• Welcome Visitor! Please take a few seconds and Register for our forum. Even if you don't want to post, you can still 'Like' and react to posts.

Another Axle Swap Question - '04 axle in a '94?


mephiska

Well-Known Member
Joined
Mar 13, 2011
Messages
46
Vehicle Year
1994
Transmission
Automatic
I did some searching but didn't find anything really conclusive. Swapping rear ends is new to me, so I want to make sure I don't drop cash on a rear end that requires major modifications to work. The main goal is swapping to a 4.10 ratio.

I currently have a 1994 B3000 with 7.5 rear, 9" drum brakes, 3.73 ratio and a limited slip (Axle code F6).

I have found a rear off a 2004 Ranger that is roughly what I want - a 4.10 ratio. It's an 8.8, but from what I understand I would only need the larger U-bolts.

Beyond that, will everything else just bolt up?

I think the brakes on this rear had ABS, which my truck doesn't have. Would this be a major problem?

Edit: Just found out it has 10" brakes. It is the complete rear axle. Do I need to replace the master cylinder?
 
Last edited:
As long as the axle is from a Ranger it will bolt right in. Only if the axle is from an FX4 Ranger will you need larger U bolts. The FX4 Rangers have 31 spline axle shafts and the housing diameter is 3.25". Any other model Ranger has 28 spline shafts and the housing is the same size as your stock 7.5 (2.80")

## [Supplied information]

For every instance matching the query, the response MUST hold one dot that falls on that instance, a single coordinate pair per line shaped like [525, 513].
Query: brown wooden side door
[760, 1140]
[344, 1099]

## [To do]
1. Answer these about the axle swap forum thread, one per line:
(a) What gear ratio does the poster's current 1994 B3000 have?
(b) What size brakes did the poster find out the 2004 Ranger rear has?
(c) How many splines do the axle shafts have on Rangers that are not FX4 models?
2. Carry on the axle swap forum thread from the point where it stops.

## [Task-by-task answers]
1.
(a) 3.73
(b) 10"
(c) 28

2.
As for the ABS its just a sensor on the very top of the differential and if your truck does not have the option you can leave the sensor unpluged bolted to the case and it wont bother anything.

The only thing with jumping from 9" to 10" brakes is the fitting diameter for the brake lines to the wheel cylinders is larger on the 10". So your 9" brake lines from the splitted on the differential to the wheel cylinders will need to be reflared to fit the larger fitting. Takes 10 minutes and super easy.
 
Hmm, they had it coded in their system as a V313L, so I think it may be off an FX4. I guess I'm going 31 spline...

Thanks for the heads up on the brake line flaring. Sounds like it shouldn't be too difficult.
 
The only thing with jumping from 9" to 10" brakes is the fitting diameter for the brake lines to the wheel cylinders is larger on the 10". So your 9" brake lines from the splitted on the differential to the wheel cylinders will need to be reflared to fit the larger fitting. Takes 10 minutes and super easy.

Sorry for a noob question, but what tools would I need to do this? Is this similar to doing the flare on a plumbing fixture?
 
I don't know anything about plumbing flares, but you need a flare kit to flare brake lines. The hand-operated ones are not expensive. I have a Blue-Point that I think was about $40 or $50, but they aren't really made for working on the car. You almost have to have the flare bar in a vice to get a good flare. MasterCool makes a super deluxe one that I wish I had, hydraulic hand pump, fancy dies, no need for a vice, and perfect flares every time.

Only problem with that set is that it is almost $400.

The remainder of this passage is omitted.